# [Work instructions]
Write out exactly the lines of the material below, beginning at the top and ending at the line that contains "Put a point on every instance of the hand;".

[Records shown Boundary: Start]

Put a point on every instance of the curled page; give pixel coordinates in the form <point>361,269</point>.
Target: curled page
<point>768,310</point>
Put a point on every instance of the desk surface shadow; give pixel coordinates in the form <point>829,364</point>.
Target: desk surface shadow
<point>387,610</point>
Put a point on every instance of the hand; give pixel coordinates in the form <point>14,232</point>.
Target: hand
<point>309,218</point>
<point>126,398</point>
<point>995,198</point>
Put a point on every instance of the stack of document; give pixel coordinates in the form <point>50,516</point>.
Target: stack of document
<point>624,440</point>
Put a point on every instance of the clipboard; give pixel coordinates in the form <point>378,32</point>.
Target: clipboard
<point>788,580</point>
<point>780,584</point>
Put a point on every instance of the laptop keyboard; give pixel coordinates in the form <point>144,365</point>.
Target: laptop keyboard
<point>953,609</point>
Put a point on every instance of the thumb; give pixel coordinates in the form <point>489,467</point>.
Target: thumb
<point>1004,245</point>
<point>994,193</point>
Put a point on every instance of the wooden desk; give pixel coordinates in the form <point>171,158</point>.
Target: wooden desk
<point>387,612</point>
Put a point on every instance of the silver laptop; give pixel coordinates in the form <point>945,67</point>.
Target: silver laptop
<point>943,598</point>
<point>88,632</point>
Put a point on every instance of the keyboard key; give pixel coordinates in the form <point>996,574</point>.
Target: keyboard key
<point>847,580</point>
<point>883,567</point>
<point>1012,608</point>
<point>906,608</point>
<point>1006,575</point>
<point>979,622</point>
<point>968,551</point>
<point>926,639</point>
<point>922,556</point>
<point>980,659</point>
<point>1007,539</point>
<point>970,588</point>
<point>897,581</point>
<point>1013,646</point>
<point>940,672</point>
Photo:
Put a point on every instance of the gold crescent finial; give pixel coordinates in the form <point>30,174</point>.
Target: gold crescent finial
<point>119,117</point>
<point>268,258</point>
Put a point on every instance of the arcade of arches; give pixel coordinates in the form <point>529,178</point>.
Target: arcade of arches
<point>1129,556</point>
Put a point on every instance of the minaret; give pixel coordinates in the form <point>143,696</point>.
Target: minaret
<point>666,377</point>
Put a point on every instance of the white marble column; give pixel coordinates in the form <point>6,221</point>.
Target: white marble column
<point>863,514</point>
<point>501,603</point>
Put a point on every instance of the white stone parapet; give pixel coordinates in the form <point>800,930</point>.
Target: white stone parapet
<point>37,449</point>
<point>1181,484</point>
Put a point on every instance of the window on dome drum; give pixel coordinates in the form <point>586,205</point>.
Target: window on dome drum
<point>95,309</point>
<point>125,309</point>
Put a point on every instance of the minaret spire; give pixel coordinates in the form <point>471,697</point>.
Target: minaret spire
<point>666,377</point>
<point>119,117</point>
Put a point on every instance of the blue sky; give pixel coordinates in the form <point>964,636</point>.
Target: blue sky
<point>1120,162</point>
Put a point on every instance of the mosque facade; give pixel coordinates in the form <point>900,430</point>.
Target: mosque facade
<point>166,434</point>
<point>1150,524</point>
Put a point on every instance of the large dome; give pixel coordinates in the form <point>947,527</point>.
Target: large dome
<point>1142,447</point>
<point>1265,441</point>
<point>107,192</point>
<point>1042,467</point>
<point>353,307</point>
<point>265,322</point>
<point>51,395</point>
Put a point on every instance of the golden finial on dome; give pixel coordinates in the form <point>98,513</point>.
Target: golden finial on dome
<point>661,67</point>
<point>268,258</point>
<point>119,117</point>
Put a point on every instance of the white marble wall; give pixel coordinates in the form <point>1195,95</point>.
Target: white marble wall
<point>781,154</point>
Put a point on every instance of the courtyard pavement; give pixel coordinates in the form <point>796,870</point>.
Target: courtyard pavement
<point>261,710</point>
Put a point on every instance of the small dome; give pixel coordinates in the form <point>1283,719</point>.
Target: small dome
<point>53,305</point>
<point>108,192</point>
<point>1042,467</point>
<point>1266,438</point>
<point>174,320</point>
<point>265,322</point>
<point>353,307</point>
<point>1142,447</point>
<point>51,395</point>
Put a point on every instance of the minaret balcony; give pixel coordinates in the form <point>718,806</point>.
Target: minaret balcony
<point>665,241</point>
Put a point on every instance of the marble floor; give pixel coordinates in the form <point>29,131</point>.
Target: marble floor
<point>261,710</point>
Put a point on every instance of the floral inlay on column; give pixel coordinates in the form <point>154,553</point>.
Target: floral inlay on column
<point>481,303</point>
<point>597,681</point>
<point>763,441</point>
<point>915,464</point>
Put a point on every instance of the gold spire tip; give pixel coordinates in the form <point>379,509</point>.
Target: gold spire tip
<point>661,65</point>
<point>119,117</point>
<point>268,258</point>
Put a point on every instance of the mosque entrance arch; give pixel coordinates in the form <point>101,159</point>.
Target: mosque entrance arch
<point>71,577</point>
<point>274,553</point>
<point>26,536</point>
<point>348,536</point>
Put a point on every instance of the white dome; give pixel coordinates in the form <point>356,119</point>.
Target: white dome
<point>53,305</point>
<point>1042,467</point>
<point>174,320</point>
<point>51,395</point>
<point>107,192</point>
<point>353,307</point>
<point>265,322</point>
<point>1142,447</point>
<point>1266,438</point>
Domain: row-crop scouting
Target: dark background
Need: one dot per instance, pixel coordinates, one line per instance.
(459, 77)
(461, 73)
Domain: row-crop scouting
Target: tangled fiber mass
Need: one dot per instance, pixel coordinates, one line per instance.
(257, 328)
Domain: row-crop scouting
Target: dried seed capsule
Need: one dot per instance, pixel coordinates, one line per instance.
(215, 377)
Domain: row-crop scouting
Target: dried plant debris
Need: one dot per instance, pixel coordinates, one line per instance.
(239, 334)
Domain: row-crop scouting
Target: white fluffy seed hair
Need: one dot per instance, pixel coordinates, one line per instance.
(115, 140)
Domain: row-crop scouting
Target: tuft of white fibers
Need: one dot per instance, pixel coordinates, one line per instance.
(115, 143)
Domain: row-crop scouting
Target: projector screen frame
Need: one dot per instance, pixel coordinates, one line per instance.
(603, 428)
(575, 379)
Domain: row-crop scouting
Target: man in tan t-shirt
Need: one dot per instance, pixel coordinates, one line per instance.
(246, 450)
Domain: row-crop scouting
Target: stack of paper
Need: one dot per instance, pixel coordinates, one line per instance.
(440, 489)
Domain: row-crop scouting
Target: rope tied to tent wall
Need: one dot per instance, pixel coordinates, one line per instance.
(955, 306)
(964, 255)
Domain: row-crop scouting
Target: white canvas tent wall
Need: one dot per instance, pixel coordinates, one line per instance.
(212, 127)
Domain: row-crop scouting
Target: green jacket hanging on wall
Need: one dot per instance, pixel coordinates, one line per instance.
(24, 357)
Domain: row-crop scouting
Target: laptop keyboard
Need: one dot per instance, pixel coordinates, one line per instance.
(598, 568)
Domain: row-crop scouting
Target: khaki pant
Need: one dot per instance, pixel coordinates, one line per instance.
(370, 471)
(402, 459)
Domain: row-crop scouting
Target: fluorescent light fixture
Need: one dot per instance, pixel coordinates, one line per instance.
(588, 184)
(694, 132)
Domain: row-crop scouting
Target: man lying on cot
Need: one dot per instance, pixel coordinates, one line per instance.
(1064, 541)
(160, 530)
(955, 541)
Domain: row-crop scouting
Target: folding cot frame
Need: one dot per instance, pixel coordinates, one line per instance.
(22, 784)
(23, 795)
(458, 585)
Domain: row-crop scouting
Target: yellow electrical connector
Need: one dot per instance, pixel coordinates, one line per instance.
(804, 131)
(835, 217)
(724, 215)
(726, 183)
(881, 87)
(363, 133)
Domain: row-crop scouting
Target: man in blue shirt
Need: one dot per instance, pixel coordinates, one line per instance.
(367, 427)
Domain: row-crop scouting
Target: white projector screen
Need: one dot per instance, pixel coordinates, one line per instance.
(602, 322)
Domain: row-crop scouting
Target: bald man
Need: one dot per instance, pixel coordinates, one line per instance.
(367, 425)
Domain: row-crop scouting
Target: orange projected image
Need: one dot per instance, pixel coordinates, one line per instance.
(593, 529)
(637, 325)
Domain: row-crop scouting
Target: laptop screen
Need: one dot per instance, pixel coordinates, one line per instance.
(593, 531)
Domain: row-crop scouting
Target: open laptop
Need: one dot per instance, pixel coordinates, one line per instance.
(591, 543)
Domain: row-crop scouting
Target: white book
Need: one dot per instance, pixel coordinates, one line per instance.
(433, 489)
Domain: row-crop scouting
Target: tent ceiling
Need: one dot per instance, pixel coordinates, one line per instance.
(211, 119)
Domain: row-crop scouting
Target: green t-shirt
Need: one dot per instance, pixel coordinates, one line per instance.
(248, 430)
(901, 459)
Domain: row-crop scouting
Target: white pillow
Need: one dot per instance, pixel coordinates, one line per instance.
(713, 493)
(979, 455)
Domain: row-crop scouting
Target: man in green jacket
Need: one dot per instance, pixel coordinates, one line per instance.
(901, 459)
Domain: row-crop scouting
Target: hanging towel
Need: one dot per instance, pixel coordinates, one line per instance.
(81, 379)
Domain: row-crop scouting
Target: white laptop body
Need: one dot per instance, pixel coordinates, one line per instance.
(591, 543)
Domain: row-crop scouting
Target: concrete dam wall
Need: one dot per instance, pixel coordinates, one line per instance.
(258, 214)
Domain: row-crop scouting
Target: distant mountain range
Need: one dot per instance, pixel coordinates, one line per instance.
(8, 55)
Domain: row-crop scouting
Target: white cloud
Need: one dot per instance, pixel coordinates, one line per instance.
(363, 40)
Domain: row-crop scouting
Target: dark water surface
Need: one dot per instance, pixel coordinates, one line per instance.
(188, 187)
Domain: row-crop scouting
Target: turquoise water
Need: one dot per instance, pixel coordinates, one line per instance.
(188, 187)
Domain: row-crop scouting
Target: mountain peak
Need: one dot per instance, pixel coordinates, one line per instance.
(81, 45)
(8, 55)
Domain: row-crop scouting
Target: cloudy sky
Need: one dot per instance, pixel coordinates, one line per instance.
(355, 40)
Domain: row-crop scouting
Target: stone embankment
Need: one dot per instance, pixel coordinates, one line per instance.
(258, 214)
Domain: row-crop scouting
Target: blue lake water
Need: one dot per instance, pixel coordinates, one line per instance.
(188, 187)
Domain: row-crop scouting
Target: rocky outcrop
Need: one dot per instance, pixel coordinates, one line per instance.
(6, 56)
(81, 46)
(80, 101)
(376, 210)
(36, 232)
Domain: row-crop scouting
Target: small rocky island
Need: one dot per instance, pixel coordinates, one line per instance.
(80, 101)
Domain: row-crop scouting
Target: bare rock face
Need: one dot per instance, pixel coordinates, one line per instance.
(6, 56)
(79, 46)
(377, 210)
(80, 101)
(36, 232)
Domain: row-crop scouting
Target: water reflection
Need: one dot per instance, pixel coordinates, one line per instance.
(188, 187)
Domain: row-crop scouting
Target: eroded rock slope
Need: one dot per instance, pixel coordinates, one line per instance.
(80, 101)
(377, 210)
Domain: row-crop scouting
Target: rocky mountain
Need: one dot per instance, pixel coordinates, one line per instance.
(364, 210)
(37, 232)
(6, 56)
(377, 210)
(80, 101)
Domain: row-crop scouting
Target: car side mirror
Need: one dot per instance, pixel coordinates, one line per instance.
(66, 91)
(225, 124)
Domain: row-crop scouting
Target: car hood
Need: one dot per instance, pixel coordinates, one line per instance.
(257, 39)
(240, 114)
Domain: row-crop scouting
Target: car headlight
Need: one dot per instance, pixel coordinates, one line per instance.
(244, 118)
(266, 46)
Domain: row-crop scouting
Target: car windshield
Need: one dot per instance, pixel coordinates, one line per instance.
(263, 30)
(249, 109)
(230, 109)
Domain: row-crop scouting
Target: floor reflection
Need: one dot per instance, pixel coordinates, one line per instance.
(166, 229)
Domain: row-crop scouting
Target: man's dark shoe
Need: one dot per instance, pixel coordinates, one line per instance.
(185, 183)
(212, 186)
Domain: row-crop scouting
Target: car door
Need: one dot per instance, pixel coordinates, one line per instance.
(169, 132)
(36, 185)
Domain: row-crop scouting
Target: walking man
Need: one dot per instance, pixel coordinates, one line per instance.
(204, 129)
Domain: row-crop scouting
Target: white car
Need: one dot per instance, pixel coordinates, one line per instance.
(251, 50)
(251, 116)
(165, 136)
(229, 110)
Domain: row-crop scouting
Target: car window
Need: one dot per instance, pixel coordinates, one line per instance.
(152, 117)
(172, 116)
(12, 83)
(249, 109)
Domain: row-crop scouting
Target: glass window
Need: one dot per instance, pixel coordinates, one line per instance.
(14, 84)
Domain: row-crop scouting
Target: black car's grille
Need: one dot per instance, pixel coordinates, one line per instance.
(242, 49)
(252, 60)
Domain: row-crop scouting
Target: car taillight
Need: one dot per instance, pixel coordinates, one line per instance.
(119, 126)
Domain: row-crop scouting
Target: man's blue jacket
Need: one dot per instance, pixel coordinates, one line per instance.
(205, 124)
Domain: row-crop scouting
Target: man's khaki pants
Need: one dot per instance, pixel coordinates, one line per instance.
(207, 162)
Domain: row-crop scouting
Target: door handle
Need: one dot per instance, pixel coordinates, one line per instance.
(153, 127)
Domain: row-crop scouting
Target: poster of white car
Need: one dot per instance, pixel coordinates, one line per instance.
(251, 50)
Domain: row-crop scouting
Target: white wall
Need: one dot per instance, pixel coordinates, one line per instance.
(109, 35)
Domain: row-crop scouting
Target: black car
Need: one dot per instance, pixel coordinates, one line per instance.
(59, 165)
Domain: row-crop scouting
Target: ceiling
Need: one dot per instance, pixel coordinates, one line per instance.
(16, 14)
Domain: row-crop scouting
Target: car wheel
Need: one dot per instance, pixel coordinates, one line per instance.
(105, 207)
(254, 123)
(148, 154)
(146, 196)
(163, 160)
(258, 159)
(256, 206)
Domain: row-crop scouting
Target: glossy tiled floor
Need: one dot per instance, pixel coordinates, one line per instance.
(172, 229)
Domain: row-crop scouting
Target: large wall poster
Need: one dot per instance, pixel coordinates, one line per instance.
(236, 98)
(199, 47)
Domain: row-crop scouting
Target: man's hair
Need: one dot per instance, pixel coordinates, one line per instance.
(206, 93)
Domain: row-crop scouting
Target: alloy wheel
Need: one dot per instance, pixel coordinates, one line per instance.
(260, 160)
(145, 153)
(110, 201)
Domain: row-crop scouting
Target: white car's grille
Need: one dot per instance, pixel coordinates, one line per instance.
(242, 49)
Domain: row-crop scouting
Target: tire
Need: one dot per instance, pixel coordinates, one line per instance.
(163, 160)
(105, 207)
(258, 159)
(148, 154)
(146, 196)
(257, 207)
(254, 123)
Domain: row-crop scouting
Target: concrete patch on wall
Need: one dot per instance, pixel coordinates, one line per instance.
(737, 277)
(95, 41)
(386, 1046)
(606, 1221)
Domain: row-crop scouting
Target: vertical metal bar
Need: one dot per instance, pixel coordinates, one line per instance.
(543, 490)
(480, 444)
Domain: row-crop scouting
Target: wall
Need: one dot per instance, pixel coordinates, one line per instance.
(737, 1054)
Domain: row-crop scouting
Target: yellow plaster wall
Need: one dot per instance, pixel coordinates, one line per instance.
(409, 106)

[Records shown Boundary: End]

# [Solution for this task]
Put a point on every instance of the curled page; give pixel coordinates in the form <point>361,269</point>.
Target: curled page
<point>768,310</point>
Put a point on every instance of the desk surface shadow; give pixel coordinates in the form <point>829,364</point>.
Target: desk surface shadow
<point>387,610</point>
Put a point on every instance of the hand; give pixel coordinates in the form <point>14,232</point>.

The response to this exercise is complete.